#### Items from a data source:
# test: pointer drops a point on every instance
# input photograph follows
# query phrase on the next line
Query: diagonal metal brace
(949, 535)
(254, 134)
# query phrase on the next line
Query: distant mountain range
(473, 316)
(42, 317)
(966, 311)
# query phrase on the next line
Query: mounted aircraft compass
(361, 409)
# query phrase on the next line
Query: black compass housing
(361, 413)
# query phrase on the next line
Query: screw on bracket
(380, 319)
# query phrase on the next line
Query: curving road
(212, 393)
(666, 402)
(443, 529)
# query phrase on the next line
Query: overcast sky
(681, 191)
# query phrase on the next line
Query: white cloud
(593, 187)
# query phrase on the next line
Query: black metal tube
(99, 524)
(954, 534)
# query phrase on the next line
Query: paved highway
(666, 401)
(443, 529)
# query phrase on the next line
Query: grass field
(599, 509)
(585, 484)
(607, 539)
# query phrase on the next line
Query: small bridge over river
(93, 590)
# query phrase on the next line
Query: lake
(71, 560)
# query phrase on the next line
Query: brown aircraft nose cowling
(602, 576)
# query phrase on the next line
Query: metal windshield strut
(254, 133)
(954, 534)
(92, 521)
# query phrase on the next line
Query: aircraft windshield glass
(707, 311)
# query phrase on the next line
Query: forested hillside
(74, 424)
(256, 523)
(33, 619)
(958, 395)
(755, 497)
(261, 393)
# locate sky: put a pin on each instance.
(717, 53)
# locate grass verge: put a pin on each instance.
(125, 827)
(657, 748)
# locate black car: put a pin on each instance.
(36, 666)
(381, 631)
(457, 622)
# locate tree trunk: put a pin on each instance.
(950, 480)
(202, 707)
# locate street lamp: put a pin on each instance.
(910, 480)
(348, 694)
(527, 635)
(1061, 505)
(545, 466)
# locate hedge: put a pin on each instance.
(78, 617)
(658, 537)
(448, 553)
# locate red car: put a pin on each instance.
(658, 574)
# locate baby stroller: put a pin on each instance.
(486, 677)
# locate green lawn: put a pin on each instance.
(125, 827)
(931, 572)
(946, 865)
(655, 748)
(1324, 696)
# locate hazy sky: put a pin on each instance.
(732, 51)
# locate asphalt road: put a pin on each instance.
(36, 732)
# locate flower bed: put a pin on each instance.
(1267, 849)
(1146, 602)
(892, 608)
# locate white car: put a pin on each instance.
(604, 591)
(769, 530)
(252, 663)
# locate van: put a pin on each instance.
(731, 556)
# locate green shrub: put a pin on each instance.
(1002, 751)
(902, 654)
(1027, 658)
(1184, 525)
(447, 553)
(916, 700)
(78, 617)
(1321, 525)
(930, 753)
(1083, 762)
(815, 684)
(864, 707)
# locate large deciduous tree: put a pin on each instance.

#### WRITTEN INSTRUCTION:
Rewrite the listing with every "put a pin" swapped for "place a marker", leaving all else as it is.

#### RESULT FOR THIS EXERCISE:
# test: pointer drops a point on every instance
# input photograph follows
# query phrase on the next line
Query: diagonal metal brace
(949, 535)
(254, 134)
# query phrase on the next line
Query: distant mountain range
(473, 316)
(42, 317)
(966, 311)
# query phrase on the next line
Query: mounted aircraft compass
(361, 409)
# query phrase on the next line
Query: black compass housing
(361, 413)
# query phrase on the next line
Query: screw on bracket
(380, 319)
# query phrase on the next line
Query: curving road
(212, 393)
(666, 402)
(443, 529)
# query phrase on the next line
Query: overcast sky
(681, 191)
# query phrase on the next line
Query: white cloud
(593, 187)
# query phrase on the next line
Query: black metal tube
(99, 524)
(954, 534)
# query phrase on the next line
Query: paved highway
(666, 401)
(443, 529)
# query phrase on the next line
Query: grass field
(599, 509)
(585, 484)
(607, 539)
# query phrase on the next line
Query: small bridge over river
(93, 590)
# query phrase on the next line
Query: lake
(71, 560)
# query phrase on the next line
Query: brown aircraft nose cowling
(602, 576)
# query phrase on the next line
Query: metal windshield strut
(254, 133)
(954, 534)
(92, 521)
# query phrase on the next line
Query: aircraft windshield glass
(707, 311)
# query phrase on the next line
Query: forested hillside
(74, 424)
(256, 523)
(33, 619)
(958, 395)
(755, 497)
(261, 393)
# locate sky: place a marker on each instance.
(717, 53)
# locate grass verge: place a marker on each instance.
(125, 827)
(657, 748)
# locate black car: place a marker on each instance.
(36, 666)
(381, 631)
(457, 622)
# locate tree trunk: place a marker on each instance.
(950, 480)
(202, 707)
# locate street lamp: place a marker on each instance.
(910, 480)
(348, 694)
(527, 635)
(1061, 505)
(545, 466)
# locate hedge: place a marker on each instance.
(78, 617)
(658, 537)
(448, 553)
# locate red car: place a marker on each instance.
(658, 574)
# locate baby stroller: place a marker on each instance.
(486, 677)
# locate green lawn: place a marker on each instance.
(125, 827)
(931, 572)
(946, 865)
(655, 748)
(1324, 696)
# locate hazy sky: place a marker on each instance.
(732, 51)
# locate asphalt road: place a marker on each instance.
(36, 732)
# locate flower bed: place a marker on each instance.
(1267, 849)
(1146, 602)
(892, 608)
# locate white car: place a marker on each instance.
(604, 591)
(769, 530)
(252, 663)
# locate van: place a marker on each instance.
(731, 556)
# locate green shrub: place a marker on each instance.
(1002, 751)
(902, 654)
(1027, 658)
(1184, 525)
(447, 553)
(916, 700)
(78, 617)
(1321, 525)
(930, 753)
(1083, 762)
(815, 684)
(864, 707)
# locate large deciduous tree: place a marker on each instance.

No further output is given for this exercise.